**TEXTO BASE:**
Construído na década de 1940, situado a 130 m do nível do mar, o guia orienta os navios que chegam ao Porto do Recife e desperta a admiração de jovens e adultos

TEXTO INGRID MELO
FOTOS TIAGO CALAZANS

01 de Fevereiro de 2013

O imponente farol pode ser visto de quase todos os pontos da cidade

O imponente farol pode ser visto de quase todos os pontos da cidade

Foto Tiago Calazans

Nas pinturas de Bajado, surge alvinegro, pareando com a cobrinha coral, um dos símbolos máximos de Olinda: o farol localizado no Morro do Sarapião, Bairro de Amaro Branco, entre as folhagens e o mar verde. Ele foi lembrado nas xilogravuras de J. Borges, no frevo de André Rio, nas agremiações do Carnaval, nos frevos do Bloco da Saudade. Batiza um dos pratos do restaurante Estação Maxambomba; faz partes das letras e memória de Maciel Salú; de contos e lendas urbanas.

O Farol de Olinda pode ser admirado de quase todos os lugares da cidade, nos mais variados ângulos, em meio a casarios e igrejas, traçando de branco e preto o céu da Cidade Alta ou iluminando o horizonte, mesmo nos dias de nuvens carregadas, guiando navios e atraindo a atenção dos boêmios. Tamanha onipresença fez da torre de concreto armado uma personagem folclórica.

Cravado no topo do Morro do Sarapião, a 42 m do solo e a 130 do nível do mar, o Farol de Olinda foi inaugurado em 7 de setembro de 1941. Seu feixe de luz pode ser visto a uma distância de até 46 km. Junto com faroletes e boias, integra o conjunto de sinalização marítima do Porto do Recife.

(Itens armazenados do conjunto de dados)
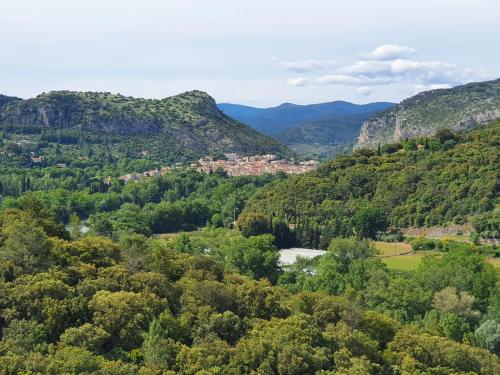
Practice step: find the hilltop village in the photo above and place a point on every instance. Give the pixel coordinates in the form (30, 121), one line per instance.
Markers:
(236, 165)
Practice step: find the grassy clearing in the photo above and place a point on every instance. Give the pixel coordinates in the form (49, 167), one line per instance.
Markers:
(407, 262)
(454, 237)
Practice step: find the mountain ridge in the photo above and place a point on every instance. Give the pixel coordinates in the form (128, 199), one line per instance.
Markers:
(274, 120)
(459, 108)
(189, 121)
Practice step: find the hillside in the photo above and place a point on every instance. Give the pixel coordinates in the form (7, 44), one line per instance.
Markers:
(451, 178)
(186, 126)
(274, 120)
(334, 130)
(459, 108)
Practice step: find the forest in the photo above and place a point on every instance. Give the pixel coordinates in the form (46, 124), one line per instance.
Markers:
(181, 274)
(451, 178)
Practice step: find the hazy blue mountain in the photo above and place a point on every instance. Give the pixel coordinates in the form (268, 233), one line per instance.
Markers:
(274, 120)
(185, 126)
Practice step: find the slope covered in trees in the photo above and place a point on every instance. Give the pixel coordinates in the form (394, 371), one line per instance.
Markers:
(202, 305)
(459, 108)
(186, 126)
(452, 177)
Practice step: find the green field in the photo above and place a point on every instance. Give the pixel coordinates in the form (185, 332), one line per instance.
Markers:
(391, 248)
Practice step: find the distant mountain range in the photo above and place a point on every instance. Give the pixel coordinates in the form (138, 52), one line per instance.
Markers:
(276, 120)
(460, 108)
(188, 125)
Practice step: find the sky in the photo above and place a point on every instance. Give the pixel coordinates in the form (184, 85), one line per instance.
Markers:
(257, 52)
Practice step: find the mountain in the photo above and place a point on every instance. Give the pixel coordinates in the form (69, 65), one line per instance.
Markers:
(449, 178)
(332, 131)
(275, 120)
(459, 108)
(186, 125)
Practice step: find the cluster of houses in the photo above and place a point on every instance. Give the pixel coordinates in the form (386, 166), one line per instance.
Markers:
(139, 176)
(235, 165)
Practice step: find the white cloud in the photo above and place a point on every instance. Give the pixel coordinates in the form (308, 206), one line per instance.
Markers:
(304, 66)
(354, 80)
(364, 90)
(299, 81)
(391, 52)
(386, 65)
(421, 88)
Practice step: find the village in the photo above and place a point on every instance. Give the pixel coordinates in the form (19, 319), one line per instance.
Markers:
(235, 165)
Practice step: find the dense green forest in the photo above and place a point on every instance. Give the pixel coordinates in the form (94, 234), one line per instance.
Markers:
(449, 178)
(89, 287)
(458, 108)
(217, 302)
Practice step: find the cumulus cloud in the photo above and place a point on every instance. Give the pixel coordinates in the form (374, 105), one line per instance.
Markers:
(364, 90)
(391, 64)
(391, 52)
(297, 82)
(421, 88)
(305, 66)
(354, 80)
(387, 64)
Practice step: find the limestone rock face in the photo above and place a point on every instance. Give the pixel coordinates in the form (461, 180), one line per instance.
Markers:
(190, 121)
(460, 108)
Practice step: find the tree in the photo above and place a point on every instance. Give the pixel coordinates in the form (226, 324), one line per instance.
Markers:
(87, 336)
(368, 221)
(449, 301)
(74, 226)
(252, 224)
(488, 336)
(160, 351)
(26, 246)
(124, 315)
(256, 257)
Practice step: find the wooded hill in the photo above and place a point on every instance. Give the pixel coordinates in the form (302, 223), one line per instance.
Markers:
(459, 108)
(452, 177)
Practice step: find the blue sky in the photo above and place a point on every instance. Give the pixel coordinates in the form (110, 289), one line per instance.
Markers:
(252, 52)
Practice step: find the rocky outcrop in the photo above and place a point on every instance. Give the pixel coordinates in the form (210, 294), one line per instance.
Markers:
(461, 108)
(190, 120)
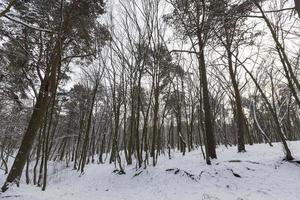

**EXERCÍCIOS:**
• A. No texto sobre o Farol de Olinda, quais artistas são citados por terem lembrado o farol em suas obras ou letras? Liste os nomes.
• B. Nos registros, reproduza as linhas da que contém "Practice step: find the rocky" até o fim, incluindo as solicitações, somando 5 a cada número das coordenadas das respostas. Não inclua as imagens.

**RESPOSTAS:**
• A.
Bajado
J. Borges
André Rio
Maciel Salú

• B.
Practice step: find the rocky outcrop in the photo above and place a point on every instance. Give the pixel coordinates in the form (210, 294), one line per instance.
Markers:
(466, 113)
(195, 125)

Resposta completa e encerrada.